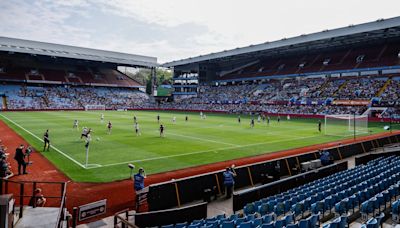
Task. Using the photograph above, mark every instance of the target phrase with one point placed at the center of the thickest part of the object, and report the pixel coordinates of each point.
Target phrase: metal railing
(20, 189)
(123, 222)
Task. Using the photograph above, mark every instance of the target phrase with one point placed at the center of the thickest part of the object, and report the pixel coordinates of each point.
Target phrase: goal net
(346, 125)
(94, 107)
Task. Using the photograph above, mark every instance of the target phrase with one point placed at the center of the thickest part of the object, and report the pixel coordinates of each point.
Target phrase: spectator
(20, 158)
(326, 158)
(37, 200)
(229, 180)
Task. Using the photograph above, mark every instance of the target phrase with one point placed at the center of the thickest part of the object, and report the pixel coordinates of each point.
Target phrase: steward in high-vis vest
(229, 180)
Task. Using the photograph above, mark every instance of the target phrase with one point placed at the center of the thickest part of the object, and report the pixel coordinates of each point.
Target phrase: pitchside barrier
(176, 193)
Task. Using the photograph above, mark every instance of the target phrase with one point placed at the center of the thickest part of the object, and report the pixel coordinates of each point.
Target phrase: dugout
(176, 193)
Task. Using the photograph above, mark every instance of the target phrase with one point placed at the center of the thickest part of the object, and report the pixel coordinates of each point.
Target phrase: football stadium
(299, 132)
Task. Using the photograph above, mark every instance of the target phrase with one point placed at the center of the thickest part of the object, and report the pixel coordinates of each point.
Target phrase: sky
(177, 29)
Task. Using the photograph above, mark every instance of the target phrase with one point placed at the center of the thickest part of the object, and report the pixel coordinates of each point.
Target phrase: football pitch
(195, 142)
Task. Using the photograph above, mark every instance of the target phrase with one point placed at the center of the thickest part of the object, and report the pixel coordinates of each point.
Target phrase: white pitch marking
(55, 148)
(200, 152)
(202, 139)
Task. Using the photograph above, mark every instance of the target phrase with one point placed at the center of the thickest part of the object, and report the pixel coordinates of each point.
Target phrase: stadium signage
(351, 102)
(92, 209)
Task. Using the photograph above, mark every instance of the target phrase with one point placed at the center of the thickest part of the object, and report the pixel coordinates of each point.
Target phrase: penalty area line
(200, 152)
(55, 148)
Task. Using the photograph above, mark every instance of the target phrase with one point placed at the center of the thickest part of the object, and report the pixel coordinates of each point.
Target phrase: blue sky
(175, 29)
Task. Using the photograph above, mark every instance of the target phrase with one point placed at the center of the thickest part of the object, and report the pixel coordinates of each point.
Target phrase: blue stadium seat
(279, 208)
(289, 219)
(372, 223)
(304, 223)
(220, 216)
(264, 209)
(298, 208)
(250, 208)
(314, 220)
(268, 225)
(250, 217)
(239, 221)
(257, 222)
(380, 218)
(279, 223)
(344, 222)
(181, 225)
(233, 217)
(168, 226)
(199, 221)
(268, 218)
(228, 224)
(194, 225)
(248, 224)
(214, 224)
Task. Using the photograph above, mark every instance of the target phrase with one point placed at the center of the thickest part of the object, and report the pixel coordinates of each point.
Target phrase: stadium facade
(356, 50)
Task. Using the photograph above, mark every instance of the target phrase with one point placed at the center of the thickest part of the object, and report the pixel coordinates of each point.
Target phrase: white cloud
(177, 29)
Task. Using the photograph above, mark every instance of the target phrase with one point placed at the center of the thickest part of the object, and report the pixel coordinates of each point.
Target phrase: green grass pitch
(217, 138)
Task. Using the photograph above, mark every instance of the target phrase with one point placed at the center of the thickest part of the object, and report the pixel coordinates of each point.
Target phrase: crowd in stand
(309, 96)
(61, 97)
(5, 166)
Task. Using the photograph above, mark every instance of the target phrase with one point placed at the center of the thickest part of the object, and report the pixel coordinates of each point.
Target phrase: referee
(46, 140)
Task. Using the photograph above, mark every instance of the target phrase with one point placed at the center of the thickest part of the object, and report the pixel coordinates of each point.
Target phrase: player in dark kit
(319, 125)
(46, 140)
(252, 123)
(109, 127)
(161, 130)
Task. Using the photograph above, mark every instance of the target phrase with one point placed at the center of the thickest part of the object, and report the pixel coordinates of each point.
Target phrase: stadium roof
(65, 51)
(382, 28)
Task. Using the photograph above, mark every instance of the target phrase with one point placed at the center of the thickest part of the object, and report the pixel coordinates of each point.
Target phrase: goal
(94, 107)
(346, 125)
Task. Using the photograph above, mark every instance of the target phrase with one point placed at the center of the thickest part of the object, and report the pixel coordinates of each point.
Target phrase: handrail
(118, 219)
(4, 190)
(62, 206)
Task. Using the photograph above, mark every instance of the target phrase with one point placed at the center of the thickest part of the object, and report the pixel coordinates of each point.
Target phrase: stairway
(381, 90)
(340, 87)
(4, 106)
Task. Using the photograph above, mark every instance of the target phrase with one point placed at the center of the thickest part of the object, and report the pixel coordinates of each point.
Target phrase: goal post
(346, 125)
(94, 107)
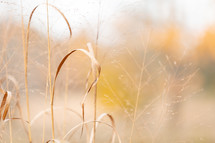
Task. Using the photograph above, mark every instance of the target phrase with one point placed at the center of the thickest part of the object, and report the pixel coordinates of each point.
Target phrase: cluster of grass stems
(95, 70)
(91, 87)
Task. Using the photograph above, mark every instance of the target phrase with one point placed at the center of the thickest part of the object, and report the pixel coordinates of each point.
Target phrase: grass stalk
(25, 54)
(49, 68)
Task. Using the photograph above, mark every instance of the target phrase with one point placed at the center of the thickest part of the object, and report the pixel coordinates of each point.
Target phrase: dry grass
(127, 83)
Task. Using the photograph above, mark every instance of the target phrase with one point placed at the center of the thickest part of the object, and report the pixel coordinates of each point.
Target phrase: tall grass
(130, 98)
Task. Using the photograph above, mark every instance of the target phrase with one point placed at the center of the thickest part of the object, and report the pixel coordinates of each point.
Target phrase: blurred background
(156, 55)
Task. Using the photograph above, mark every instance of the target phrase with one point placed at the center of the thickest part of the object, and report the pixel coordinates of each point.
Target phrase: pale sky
(195, 15)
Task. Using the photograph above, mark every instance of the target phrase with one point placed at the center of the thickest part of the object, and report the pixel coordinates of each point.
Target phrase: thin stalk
(10, 127)
(95, 74)
(138, 93)
(49, 69)
(25, 53)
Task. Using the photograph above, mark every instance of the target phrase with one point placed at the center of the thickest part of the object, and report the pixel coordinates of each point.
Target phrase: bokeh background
(162, 51)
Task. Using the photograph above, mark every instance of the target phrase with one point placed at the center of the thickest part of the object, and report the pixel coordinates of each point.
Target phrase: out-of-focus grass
(152, 87)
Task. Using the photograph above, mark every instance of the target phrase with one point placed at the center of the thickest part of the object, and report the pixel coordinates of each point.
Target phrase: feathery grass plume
(94, 65)
(49, 59)
(17, 98)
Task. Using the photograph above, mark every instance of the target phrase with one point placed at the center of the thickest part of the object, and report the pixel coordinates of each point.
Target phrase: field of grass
(146, 88)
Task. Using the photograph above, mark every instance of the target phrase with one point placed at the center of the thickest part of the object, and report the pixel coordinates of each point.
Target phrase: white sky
(195, 15)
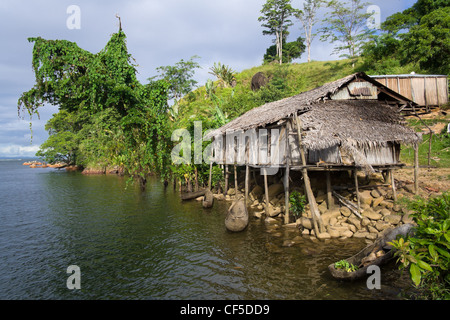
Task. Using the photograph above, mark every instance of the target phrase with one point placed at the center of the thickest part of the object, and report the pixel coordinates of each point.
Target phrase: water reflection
(134, 245)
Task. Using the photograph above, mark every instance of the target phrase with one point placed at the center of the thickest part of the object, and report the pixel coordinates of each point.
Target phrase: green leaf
(415, 274)
(433, 253)
(423, 265)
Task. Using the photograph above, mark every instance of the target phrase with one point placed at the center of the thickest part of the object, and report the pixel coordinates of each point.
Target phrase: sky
(159, 33)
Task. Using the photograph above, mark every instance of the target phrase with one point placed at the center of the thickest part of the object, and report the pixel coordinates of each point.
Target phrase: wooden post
(416, 169)
(247, 178)
(266, 190)
(235, 181)
(357, 190)
(317, 220)
(394, 192)
(329, 195)
(286, 178)
(226, 180)
(210, 169)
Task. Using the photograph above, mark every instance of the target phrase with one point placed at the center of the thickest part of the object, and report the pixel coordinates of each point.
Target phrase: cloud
(15, 150)
(158, 33)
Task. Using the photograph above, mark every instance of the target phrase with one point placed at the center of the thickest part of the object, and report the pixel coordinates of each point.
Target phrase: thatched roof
(329, 122)
(360, 123)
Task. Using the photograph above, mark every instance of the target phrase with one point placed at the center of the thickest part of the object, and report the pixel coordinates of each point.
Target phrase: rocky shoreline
(378, 212)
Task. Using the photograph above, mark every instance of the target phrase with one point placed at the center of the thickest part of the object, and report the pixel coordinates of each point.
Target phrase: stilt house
(353, 123)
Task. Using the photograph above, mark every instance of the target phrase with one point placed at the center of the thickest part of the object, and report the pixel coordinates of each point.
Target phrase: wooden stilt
(210, 175)
(394, 192)
(266, 190)
(235, 181)
(286, 178)
(355, 174)
(317, 220)
(329, 195)
(416, 169)
(225, 190)
(247, 178)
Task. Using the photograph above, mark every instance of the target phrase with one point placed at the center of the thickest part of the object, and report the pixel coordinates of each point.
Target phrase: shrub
(426, 253)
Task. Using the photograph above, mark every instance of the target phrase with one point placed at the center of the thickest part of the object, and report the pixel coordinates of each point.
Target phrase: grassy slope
(299, 78)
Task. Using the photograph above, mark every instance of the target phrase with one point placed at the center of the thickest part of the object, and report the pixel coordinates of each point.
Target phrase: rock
(306, 223)
(360, 234)
(388, 204)
(273, 211)
(323, 236)
(376, 202)
(275, 190)
(375, 194)
(270, 220)
(288, 243)
(365, 221)
(328, 215)
(381, 225)
(93, 171)
(355, 221)
(369, 213)
(407, 218)
(219, 196)
(345, 211)
(365, 197)
(347, 234)
(372, 235)
(333, 232)
(237, 217)
(384, 212)
(323, 208)
(257, 191)
(258, 214)
(393, 219)
(258, 80)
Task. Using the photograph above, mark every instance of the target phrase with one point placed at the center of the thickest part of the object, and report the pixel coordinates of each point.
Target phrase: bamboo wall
(425, 90)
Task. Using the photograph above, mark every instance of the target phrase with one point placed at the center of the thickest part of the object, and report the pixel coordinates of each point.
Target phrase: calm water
(134, 245)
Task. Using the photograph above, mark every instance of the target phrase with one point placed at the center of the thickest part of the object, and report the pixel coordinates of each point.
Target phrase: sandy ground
(433, 181)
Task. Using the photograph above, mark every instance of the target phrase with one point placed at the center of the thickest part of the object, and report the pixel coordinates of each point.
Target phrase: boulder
(365, 197)
(258, 80)
(374, 193)
(237, 217)
(372, 215)
(328, 215)
(381, 225)
(323, 236)
(377, 201)
(275, 190)
(393, 219)
(306, 223)
(360, 234)
(257, 191)
(345, 211)
(355, 221)
(208, 199)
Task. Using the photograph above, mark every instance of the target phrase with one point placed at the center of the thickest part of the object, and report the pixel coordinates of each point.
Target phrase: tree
(275, 18)
(308, 18)
(180, 77)
(224, 74)
(346, 24)
(291, 50)
(115, 116)
(428, 43)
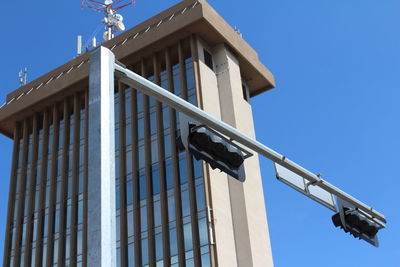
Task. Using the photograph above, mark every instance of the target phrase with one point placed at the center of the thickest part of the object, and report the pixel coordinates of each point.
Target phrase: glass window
(198, 168)
(127, 102)
(130, 224)
(67, 245)
(117, 198)
(208, 59)
(116, 138)
(173, 242)
(165, 112)
(203, 233)
(129, 193)
(80, 212)
(201, 205)
(171, 208)
(189, 74)
(176, 80)
(159, 247)
(145, 254)
(183, 173)
(118, 226)
(143, 218)
(167, 143)
(142, 184)
(154, 151)
(157, 213)
(117, 173)
(128, 129)
(153, 123)
(141, 157)
(190, 263)
(139, 102)
(128, 162)
(169, 173)
(140, 129)
(57, 221)
(131, 255)
(156, 179)
(80, 240)
(55, 255)
(205, 260)
(187, 232)
(185, 203)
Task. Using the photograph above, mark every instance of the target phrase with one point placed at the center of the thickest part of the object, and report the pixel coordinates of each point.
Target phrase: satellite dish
(120, 26)
(119, 17)
(105, 36)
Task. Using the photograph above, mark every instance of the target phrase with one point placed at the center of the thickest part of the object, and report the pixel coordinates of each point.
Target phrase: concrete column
(252, 242)
(101, 246)
(220, 195)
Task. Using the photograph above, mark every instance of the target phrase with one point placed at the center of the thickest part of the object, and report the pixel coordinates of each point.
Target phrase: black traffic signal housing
(212, 147)
(357, 223)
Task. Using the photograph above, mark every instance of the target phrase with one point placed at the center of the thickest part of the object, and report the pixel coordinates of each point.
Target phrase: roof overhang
(184, 19)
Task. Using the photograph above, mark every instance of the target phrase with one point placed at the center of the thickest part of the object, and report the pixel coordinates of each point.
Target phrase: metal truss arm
(147, 87)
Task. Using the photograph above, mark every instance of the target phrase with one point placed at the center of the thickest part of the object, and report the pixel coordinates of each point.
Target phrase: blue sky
(335, 109)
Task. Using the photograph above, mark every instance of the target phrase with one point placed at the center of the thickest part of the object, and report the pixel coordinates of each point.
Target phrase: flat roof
(182, 20)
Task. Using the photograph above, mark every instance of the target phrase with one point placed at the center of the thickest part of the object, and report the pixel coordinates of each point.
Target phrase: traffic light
(210, 146)
(353, 221)
(206, 145)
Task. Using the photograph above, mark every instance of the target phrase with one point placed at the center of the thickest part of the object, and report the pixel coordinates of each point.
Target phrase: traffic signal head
(356, 223)
(207, 145)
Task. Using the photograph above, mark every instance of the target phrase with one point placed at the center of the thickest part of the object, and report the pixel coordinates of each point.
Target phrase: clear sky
(335, 109)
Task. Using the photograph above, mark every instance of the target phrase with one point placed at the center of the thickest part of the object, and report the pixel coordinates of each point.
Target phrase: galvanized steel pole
(147, 87)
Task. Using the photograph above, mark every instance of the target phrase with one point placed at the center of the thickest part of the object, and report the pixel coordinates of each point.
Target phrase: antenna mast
(22, 76)
(112, 20)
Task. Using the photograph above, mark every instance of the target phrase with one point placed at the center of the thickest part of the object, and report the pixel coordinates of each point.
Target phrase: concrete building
(171, 210)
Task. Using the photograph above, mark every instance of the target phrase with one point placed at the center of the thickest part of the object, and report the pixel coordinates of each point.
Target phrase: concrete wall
(240, 221)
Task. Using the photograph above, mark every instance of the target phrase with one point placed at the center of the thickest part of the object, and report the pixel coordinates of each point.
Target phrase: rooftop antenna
(112, 20)
(22, 76)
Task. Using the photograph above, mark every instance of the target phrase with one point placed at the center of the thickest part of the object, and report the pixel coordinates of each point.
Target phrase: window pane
(142, 181)
(171, 208)
(145, 255)
(143, 218)
(198, 168)
(156, 179)
(128, 162)
(131, 255)
(185, 203)
(173, 242)
(182, 168)
(140, 128)
(159, 247)
(129, 194)
(187, 230)
(169, 173)
(157, 213)
(201, 205)
(203, 233)
(130, 224)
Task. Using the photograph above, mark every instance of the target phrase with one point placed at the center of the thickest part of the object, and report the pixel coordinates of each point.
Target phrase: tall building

== Exercise instructions ==
Count the lines above that contain the string "cloud", treating uppercase and lowercase as different, and give only the number.

== The reply ==
2